* START DATA LISTING *
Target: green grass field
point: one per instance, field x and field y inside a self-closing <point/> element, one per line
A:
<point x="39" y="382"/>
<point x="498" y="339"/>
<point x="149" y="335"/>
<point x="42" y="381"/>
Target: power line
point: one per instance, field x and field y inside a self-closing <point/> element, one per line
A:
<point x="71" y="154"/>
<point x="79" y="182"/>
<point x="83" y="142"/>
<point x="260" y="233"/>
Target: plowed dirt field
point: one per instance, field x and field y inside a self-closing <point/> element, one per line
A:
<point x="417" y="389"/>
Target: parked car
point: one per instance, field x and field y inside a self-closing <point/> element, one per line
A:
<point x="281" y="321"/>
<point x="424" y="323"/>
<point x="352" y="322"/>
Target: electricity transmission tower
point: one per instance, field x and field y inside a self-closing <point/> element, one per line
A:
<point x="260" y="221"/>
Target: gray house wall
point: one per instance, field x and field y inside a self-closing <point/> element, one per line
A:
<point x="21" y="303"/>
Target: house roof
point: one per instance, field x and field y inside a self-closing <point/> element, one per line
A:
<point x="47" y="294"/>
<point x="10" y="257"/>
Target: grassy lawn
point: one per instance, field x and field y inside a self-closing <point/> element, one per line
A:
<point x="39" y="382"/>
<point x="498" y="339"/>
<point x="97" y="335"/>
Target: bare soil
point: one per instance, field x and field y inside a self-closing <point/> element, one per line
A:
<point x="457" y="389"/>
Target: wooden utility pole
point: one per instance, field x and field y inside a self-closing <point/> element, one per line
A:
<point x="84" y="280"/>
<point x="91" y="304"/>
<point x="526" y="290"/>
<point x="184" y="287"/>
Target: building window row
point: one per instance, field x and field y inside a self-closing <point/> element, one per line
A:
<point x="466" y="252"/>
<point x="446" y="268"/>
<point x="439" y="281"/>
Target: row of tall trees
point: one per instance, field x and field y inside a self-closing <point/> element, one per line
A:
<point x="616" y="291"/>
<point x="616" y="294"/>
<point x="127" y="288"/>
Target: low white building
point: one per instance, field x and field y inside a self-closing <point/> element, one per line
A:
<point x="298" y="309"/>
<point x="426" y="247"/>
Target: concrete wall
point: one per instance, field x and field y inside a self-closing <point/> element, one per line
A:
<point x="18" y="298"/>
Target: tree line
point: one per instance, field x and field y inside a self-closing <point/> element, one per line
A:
* END DATA LISTING *
### WHAT THE EXERCISE ASKS
Return the whole listing exactly, with every line included.

### FINAL RESULT
Target: green grass field
point: one per instance, field x and field y inside a self-closing <point/> element, one per line
A:
<point x="39" y="382"/>
<point x="498" y="339"/>
<point x="149" y="335"/>
<point x="42" y="381"/>
Target: power line
point: one per instance, field x and field y inside a self-closing <point/> element, one per line
A:
<point x="71" y="154"/>
<point x="79" y="182"/>
<point x="83" y="142"/>
<point x="260" y="233"/>
Target: plowed dirt field
point: one per instance, field x and field y inside a self-closing <point/> element, one per line
A:
<point x="417" y="389"/>
Target: parked car
point: one per instance, field x and field y inside a self-closing <point/> element, one per line
A:
<point x="281" y="321"/>
<point x="424" y="323"/>
<point x="352" y="322"/>
Target: electricity transmission tower
point: one per instance, field x and field y inside a self-closing <point/> element, one per line
A:
<point x="260" y="221"/>
Target: gray house wall
point: one per instance, field x and field y inside a self-closing <point/> element, one per line
A:
<point x="21" y="303"/>
Target: house roof
point: one per instance, field x and field y inside a self-closing <point/> element, one per line
A:
<point x="47" y="294"/>
<point x="10" y="257"/>
Target: grassy lawn
point: one per instance, field x and field y inside a self-closing <point/> element, one per line
A:
<point x="39" y="382"/>
<point x="498" y="339"/>
<point x="97" y="335"/>
Target: bare soil
point: one per instance, field x and field y inside a self-closing <point/> element, one per line
A:
<point x="457" y="389"/>
Target: wooden utility pole
point: one per instance, field x and field y inside a self-closing <point/> element, one per line
A:
<point x="84" y="280"/>
<point x="91" y="304"/>
<point x="526" y="290"/>
<point x="184" y="287"/>
Target: building window row
point: one per instance, field x and field y inside a self-closing <point/> element, one per line
A:
<point x="466" y="252"/>
<point x="446" y="268"/>
<point x="439" y="281"/>
Target: row of tall trees
point: one per instance, field x and field y inside a self-closing <point/> element, one per line
A:
<point x="616" y="291"/>
<point x="616" y="294"/>
<point x="127" y="288"/>
Target: low white building
point: one per instance, field x and field y inside a self-closing <point/> element, one per line
A:
<point x="298" y="309"/>
<point x="426" y="247"/>
Target: concrete wall
point: one per instance, field x and field y inside a self-closing <point/> element, one per line
A:
<point x="18" y="298"/>
Target: tree line
point: one per instance, field x and field y inside a self-closing <point/> element, one per line
A:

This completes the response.